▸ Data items
----

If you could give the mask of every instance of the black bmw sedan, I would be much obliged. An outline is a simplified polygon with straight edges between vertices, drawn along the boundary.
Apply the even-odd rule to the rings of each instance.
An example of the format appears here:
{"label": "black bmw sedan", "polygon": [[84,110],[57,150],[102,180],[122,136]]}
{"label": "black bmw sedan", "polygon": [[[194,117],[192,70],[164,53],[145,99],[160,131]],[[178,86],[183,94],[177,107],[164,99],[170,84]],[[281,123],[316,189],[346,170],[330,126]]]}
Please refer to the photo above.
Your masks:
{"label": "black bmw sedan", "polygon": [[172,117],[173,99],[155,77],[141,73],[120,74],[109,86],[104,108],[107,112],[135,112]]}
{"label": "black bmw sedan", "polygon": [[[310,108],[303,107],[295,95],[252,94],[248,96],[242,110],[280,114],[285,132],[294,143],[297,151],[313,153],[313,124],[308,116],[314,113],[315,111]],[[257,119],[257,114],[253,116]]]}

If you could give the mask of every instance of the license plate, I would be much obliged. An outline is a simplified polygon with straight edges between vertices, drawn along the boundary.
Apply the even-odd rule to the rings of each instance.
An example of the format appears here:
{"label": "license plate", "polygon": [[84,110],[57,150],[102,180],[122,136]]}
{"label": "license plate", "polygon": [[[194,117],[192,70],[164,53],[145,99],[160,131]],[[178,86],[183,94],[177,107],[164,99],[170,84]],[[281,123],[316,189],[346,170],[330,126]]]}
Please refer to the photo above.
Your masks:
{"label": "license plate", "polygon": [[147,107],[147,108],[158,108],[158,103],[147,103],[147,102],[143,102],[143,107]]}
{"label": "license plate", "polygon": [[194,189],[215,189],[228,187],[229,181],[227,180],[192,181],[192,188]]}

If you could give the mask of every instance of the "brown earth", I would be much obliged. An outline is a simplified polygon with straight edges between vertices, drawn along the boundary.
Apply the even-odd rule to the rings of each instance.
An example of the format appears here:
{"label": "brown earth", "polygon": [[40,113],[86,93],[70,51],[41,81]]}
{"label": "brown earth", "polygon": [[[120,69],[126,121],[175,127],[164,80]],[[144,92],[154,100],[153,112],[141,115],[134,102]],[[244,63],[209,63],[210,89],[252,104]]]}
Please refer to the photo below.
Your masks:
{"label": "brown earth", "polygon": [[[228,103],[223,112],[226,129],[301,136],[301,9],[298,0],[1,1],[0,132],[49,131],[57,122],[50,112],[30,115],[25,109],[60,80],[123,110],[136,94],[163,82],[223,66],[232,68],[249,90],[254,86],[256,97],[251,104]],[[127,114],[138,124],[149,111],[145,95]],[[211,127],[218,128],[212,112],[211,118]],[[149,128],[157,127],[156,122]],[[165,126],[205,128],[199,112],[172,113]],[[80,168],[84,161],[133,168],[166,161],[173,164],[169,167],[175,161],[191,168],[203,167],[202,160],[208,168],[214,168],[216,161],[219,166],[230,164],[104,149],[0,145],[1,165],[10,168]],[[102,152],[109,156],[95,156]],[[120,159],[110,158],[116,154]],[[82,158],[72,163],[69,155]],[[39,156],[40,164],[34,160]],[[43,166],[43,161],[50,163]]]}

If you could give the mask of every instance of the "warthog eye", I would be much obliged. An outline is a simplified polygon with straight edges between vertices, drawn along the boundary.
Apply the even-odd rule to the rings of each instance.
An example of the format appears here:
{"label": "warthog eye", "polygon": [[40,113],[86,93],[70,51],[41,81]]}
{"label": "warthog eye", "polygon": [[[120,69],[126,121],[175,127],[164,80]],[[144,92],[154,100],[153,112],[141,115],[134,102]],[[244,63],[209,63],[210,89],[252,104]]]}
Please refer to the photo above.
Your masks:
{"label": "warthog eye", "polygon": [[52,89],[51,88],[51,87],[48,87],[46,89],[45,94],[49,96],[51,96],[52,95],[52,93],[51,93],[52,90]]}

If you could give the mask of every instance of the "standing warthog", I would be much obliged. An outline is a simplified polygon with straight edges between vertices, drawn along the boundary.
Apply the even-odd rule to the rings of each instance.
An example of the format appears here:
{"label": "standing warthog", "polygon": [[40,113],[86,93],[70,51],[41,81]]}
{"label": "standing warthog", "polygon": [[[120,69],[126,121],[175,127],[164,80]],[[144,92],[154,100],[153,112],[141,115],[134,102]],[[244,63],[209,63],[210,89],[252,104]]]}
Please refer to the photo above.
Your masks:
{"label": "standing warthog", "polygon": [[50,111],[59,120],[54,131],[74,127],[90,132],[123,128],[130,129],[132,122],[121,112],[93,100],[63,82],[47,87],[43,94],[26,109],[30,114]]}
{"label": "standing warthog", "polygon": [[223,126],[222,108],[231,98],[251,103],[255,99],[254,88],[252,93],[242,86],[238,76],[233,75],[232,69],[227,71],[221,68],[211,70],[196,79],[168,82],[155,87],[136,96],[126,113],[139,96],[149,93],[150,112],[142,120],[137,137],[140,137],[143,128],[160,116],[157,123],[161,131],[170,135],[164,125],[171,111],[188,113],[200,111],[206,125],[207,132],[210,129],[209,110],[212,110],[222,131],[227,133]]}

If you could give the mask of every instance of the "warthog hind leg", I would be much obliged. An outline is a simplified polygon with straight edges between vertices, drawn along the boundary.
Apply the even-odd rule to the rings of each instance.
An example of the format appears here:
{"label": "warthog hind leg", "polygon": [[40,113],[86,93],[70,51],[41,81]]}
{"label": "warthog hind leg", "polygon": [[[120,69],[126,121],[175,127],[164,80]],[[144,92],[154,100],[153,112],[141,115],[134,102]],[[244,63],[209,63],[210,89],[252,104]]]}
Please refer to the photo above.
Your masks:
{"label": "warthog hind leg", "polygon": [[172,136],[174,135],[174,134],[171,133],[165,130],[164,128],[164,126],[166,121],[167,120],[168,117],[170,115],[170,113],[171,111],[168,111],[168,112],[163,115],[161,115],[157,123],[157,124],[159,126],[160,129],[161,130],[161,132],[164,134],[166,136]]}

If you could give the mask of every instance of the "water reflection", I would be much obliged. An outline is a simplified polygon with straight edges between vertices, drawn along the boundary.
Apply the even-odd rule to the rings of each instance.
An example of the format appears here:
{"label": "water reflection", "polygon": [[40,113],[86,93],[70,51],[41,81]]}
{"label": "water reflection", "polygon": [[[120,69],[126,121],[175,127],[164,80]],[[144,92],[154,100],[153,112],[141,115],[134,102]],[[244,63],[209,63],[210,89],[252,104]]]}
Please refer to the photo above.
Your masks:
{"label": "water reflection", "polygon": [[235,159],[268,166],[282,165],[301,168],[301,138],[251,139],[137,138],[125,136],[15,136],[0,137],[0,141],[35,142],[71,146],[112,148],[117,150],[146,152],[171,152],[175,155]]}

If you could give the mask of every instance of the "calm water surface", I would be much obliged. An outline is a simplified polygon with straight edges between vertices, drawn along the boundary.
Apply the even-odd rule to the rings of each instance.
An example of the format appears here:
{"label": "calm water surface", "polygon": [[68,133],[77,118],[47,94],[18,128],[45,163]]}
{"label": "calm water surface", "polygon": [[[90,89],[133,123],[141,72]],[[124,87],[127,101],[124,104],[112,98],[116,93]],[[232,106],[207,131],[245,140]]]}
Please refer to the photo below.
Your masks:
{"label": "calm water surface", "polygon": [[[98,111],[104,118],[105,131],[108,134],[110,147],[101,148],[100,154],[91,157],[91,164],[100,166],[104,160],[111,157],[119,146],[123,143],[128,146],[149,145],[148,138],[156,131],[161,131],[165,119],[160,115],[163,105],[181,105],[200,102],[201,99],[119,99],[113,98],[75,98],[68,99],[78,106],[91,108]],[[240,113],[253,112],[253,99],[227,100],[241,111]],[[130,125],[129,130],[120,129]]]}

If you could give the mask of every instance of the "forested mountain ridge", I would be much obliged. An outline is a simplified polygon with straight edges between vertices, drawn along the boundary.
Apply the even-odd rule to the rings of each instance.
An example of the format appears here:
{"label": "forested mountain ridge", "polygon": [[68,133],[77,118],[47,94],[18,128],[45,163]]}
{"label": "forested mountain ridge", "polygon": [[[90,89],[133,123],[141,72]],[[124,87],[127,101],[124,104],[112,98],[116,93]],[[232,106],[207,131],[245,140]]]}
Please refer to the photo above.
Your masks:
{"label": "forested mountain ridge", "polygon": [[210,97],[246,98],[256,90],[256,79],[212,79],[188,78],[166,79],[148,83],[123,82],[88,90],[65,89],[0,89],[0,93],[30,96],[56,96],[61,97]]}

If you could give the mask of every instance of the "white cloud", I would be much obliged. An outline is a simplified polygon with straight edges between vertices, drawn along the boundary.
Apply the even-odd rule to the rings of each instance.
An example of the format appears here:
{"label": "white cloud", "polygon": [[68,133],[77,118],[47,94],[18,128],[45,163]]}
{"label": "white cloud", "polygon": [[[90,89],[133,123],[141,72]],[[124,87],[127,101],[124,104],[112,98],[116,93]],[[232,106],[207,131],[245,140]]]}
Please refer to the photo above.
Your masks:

----

▸ Aim
Count the lines in the rows above that contain the string "cloud", treating uppercase and lowercase as different. Give only the number.

▸ Written response
3